■ **Le texte**:
_ _ _

Le Japon a les taux de maladies coronariennes et d'obésité les plus bas du monde développé. Pourtant, les scientifiques insistent sur le fait que cela n'explique pas tout.

"Ce genre de différences physiques peut avoir un certain effet, mais je pense que les autres domaines sont plus importants. Nous avons appris de la Covid qu'il n'y a pas d'explication simple pour aucun des phénomènes que nous observons. Il y a beaucoup de facteurs qui contribuent au résultat final", explique le professeur Fukuda.

Le gouvernement a demandé, les gens ont écouté

Pour en revenir à la vantardise du Premier ministre Shinzo Abe sur le "modèle japonais", y a-t-il une leçon à tirer ?

Le fait que le Japon ait, jusqu'à présent, réussi à maintenir les infections et les décès à un faible niveau, sans confiner ni ordonner aux gens de rester chez eux, montre-t-il la voie à suivre ? La réponse est oui et non.

Il n'y a pas de "facteur X" - comme partout ailleurs,les mêmes facteurs contribuent à briser la chaîne de transmission. Au Japon, cependant, le gouvernement peut compter sur le public pour qu'il s'y conforme.

Bien qu'il n'ait pas ordonné aux gens de rester chez eux, dans l'ensemble, ils l'ont fait.

"C'était une chance mais aussi une surprise", déclare le professeur Shibuya. "Le léger confinement du Japon semble avoir eu un réel effet. Les Japonais se sont pliés à l'ordre malgré l'absence de mesures draconiennes".

_ _ _

■ **Consigne 1**:
Recopiez le passage du texte qui commence par « Le fait que le » et se poursuit jusqu'à « ils l'ont fait. ».
■ **Consigne 2**:
D'après le texte, les affirmations suivantes sont-elles vraies ? Répondez par oui ou par non et citez à chaque fois les mots du texte qui le montrent.
(a) Le Japon a le taux d'obésité le plus élevé du monde développé.
(b) Le Japon a maintenu les infections à un faible niveau sans confiner.
(c) Le professeur Fukuda estime qu'une explication simple suffit.

_ _ _

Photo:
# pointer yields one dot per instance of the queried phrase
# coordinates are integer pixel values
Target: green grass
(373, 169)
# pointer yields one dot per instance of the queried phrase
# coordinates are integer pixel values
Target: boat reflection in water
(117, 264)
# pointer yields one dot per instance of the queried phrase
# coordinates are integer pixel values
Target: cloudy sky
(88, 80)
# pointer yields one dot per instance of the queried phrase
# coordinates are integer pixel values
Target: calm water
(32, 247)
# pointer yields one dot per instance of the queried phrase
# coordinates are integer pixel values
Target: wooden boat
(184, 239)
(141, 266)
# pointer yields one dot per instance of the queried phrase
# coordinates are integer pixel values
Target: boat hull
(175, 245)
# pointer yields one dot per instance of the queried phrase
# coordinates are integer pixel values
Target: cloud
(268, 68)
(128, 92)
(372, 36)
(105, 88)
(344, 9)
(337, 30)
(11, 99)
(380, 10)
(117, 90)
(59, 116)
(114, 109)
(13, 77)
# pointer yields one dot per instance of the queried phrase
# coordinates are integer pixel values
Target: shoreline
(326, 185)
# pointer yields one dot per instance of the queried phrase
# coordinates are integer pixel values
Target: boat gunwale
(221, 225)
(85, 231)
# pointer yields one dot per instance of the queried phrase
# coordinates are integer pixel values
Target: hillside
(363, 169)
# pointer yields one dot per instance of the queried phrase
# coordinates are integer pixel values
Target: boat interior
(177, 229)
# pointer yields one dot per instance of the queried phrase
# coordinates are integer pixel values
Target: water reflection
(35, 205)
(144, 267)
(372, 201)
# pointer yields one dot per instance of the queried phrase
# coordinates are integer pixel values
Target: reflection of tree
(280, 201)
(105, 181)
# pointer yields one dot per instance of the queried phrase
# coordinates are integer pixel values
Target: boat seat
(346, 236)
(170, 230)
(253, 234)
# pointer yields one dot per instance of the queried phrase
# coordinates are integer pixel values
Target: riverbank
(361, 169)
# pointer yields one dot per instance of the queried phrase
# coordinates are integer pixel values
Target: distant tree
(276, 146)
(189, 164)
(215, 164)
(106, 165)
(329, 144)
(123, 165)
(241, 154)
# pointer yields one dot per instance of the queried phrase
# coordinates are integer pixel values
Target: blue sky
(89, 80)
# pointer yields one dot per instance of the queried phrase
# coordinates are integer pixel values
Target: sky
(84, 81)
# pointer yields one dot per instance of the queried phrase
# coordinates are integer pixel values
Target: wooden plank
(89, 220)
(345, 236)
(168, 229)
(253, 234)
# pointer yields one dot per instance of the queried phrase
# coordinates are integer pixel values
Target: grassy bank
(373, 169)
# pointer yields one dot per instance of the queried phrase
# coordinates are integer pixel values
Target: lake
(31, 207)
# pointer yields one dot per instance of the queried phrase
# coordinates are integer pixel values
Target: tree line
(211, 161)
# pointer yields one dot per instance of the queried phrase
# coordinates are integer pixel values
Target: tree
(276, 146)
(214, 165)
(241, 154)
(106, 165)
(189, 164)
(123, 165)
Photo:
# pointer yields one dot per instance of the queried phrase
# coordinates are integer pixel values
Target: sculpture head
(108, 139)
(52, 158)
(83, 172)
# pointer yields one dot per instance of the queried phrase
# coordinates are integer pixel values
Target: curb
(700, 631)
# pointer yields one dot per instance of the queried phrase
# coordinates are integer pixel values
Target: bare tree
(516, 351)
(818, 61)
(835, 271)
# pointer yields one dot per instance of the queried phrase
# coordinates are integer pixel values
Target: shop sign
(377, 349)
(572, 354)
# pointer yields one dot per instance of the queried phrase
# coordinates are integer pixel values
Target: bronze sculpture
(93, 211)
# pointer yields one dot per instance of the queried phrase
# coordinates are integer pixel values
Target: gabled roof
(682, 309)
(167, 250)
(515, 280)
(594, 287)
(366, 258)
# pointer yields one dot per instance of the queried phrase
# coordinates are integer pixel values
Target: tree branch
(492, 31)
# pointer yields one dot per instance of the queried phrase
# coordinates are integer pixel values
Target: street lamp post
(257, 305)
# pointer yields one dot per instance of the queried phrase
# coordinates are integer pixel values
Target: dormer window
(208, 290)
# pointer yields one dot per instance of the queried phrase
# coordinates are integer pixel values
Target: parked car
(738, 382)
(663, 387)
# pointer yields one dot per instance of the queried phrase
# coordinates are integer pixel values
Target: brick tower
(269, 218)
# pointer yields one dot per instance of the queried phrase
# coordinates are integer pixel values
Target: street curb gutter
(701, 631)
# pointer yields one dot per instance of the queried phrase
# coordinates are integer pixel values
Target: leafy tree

_ _ _

■ **Réponse 1**:
Le fait que le Japon ait, jusqu'à présent, réussi à maintenir les infections et les décès à un faible niveau, sans confiner ni ordonner aux gens de rester chez eux, montre-t-il la voie à suivre ? La réponse est oui et non.

Il n'y a pas de "facteur X" - comme partout ailleurs,les mêmes facteurs contribuent à briser la chaîne de transmission. Au Japon, cependant, le gouvernement peut compter sur le public pour qu'il s'y conforme.

Bien qu'il n'ait pas ordonné aux gens de rester chez eux, dans l'ensemble, ils l'ont fait.

■ **Réponse 2**:
(a) Non : « Le Japon a les taux de maladies coronariennes et d'obésité les plus bas du monde développé. »
(b) Oui : « réussi à maintenir les infections et les décès à un faible niveau, sans confiner ni ordonner aux gens de rester chez eux »
(c) Non : « il n'y a pas d'explication simple pour aucun des phénomènes que nous observons »